» Requests
1. List every word-couplet slogan given as an example in the parentheses of the essay on "rape culture" below.
2. Write the next part of the essay on the slogan "rape culture" below, starting after its last sentence.

» Excerpt
----

Rape culture, no. Theft culture, yes.

There are a number of word-couplet slogans that aim to pithily define some societal ill that is widely ignored but which demands immediate rectification (white (or male) privilege, social justice, rape culture). The proof of said societal ill? The mere Jehovah-like utterance of said phrases brings them into existence before a credulous audience who only need hear the words to accept the implied truth. Their refutation, on the other hand, requires pages of discourse and facts and who has time for that? Mindless emotion trumps facts and reasoned discourse every time.

Sound bite slogans engage in semantic slight of hand, mixing words and their meaning into a soup of inscrutability. As the great sage Inigo Montoya would say, “You keep using that word. I do not think it means what you think it means.”  Perhaps the worst offender among these is “rape culture.” This term is particularly sinister as it establishes its own legitimacy in tautological fashion by claiming that proof of rape culture is found in the very denial of its existence.  Witches must exist because anyone denying their existence is only doing so to cover up their allegiance to said witches.

----

» Record set
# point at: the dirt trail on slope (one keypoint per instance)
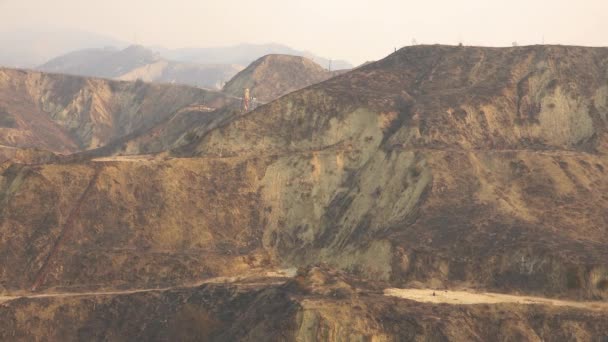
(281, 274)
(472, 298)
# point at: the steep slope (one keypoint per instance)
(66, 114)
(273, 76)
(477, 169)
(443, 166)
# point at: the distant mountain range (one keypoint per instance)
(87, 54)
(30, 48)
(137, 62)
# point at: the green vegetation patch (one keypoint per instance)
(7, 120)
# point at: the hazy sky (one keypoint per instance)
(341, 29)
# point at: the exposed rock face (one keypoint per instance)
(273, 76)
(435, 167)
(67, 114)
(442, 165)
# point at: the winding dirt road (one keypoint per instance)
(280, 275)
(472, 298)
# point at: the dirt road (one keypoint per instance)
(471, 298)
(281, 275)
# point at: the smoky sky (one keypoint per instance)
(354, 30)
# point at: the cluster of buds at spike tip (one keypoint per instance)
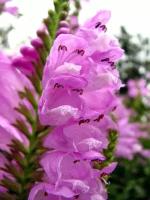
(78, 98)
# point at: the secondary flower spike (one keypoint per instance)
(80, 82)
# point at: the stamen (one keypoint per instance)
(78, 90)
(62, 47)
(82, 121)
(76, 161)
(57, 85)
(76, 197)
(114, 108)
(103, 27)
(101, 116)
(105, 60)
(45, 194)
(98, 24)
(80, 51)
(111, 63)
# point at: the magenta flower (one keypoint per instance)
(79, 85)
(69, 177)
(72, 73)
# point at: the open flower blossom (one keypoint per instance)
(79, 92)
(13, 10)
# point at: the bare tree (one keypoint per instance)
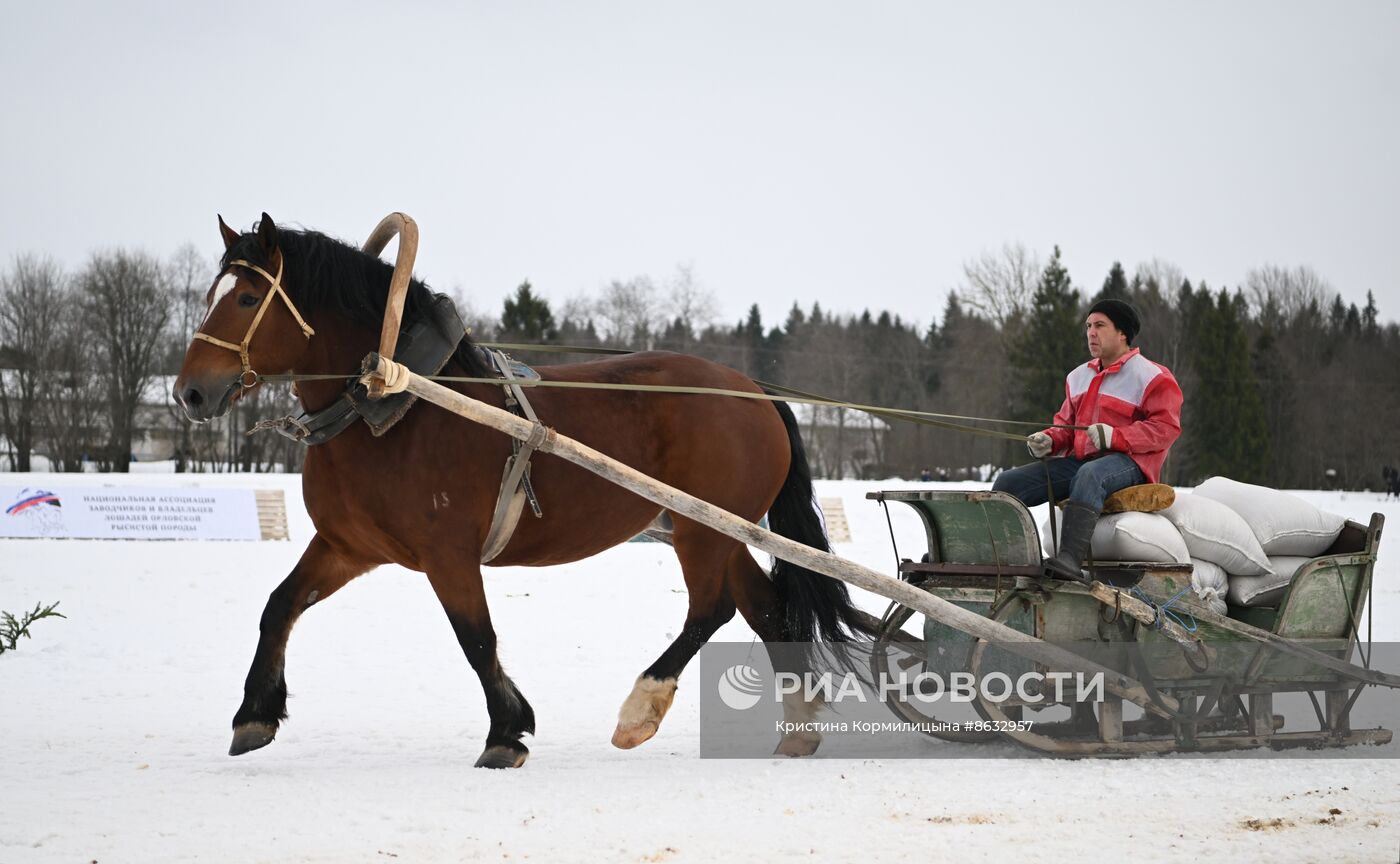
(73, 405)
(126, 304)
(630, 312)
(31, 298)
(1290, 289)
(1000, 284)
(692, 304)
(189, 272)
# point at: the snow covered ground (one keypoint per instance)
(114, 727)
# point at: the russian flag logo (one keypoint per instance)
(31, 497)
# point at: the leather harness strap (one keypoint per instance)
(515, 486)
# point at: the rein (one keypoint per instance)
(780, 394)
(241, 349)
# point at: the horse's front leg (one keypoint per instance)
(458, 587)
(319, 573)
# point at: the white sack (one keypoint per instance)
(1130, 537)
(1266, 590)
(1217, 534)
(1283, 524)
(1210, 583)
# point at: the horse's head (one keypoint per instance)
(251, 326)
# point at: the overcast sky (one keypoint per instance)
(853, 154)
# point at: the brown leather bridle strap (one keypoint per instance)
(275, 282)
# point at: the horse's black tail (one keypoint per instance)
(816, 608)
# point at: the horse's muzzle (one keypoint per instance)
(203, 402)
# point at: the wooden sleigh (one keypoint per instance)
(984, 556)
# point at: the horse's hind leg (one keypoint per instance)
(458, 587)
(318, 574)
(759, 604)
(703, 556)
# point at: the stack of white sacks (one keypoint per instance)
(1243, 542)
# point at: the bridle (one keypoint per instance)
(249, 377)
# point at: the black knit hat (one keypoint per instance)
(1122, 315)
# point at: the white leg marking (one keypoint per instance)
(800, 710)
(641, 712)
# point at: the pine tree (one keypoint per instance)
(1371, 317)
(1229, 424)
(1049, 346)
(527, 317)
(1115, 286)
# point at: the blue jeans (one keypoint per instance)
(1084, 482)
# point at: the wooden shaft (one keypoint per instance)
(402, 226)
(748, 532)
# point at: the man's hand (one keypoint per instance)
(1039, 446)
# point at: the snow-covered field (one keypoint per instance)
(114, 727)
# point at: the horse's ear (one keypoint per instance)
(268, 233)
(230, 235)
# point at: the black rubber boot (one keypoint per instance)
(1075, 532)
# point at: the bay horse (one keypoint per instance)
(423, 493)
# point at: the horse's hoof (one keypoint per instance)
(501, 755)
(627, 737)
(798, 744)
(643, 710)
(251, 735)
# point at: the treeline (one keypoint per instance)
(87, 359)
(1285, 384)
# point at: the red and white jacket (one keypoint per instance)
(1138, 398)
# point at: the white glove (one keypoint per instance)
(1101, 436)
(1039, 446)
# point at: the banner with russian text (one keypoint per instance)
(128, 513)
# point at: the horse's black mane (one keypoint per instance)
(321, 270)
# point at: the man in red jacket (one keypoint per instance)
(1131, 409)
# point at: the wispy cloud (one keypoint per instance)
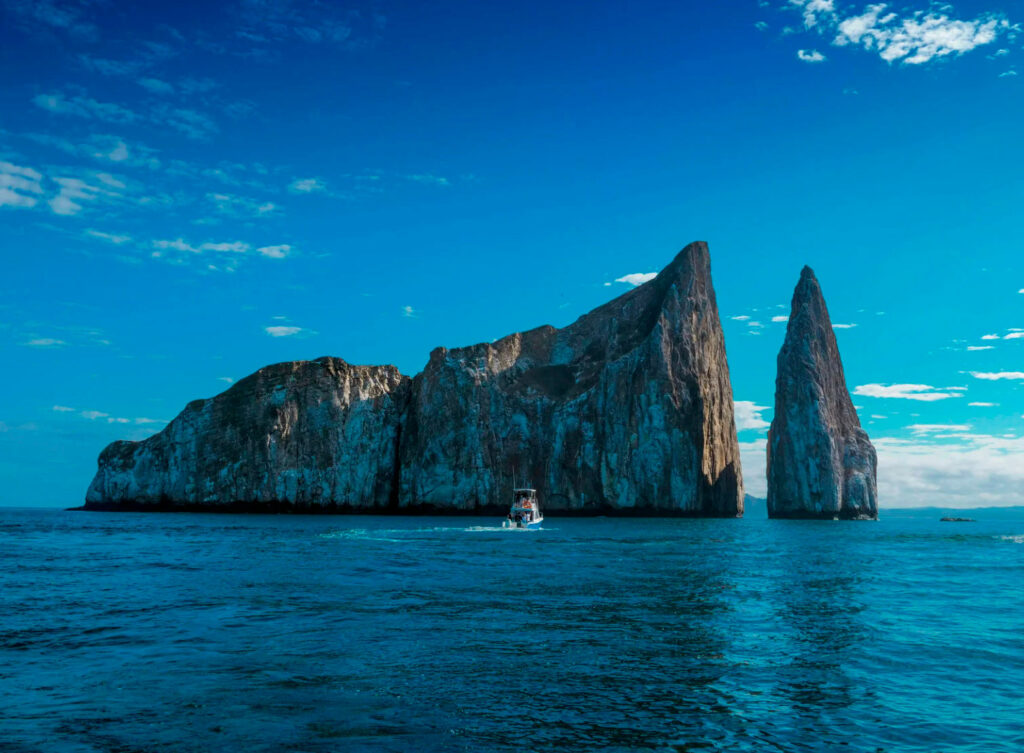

----

» Answers to the tasks
1. white privilege, male privilege, social justice, rape culture

2.
Users of this term apparently are unaware of what “culture” actually means. The dictionary definition is “the customs, arts, social institutions, and achievements of a particular nation, people, or other social group.” Hmmmm… so it seems if we had a “rape culture” that would mean we would find positive depictions of rape in our literature, movies and television. Our political leaders would extol the virtues of rape whenever possible. We would erect monuments to the greatest and most prolific rapists. Our schools would teach boys and girls the virtues of rape. Nope, I don’t see any of that, do you?

Yes, rape is a horrible crime and the perpetrators should be severely punished, but to suggest that 3% of the population who commits 90% of the rapes (on college campuses) suggests an endemic problem in the very fabric of a society is ludicrous. It ironically mimics the very thing proponents of this term decry – victim blaming – by shifting the blame from the perpetrator to society. “Society” should teach men not to rape and thus to the extent rape exists it is tacit proof of the failure of society to teach that. See, the perpetrators are the victims here as well; it’s not their fault, they never got the “don’t rape” memo from society. Honestly, is there anyone alive who thinks rape is “ok”? Even thieves and murders know their crimes are wrong – and yet they do it anyway. Does this then signify we have a “murder culture” or “theft culture”?

Actually, on that last question I would answer in the affirmative. We do have a “theft culture.” How so? Imagine the following: in order to eliminate the scourge of rape from society the government created an incentive system to stop potential rapists. Whenever someone thought about raping they could instead go to the government Department of Gender Relations and receive a payment to not rape. To make this system work all potential rape victims would be required to pay an annual fee into this system. If they did not pay up, then the government would publish a list of their names and anyone could rape them without consequence. Naturally nobody wants to be on that list so everyone pays – just the threat of what might happen for not paying is enough to ensure all continue to pay “voluntarily.”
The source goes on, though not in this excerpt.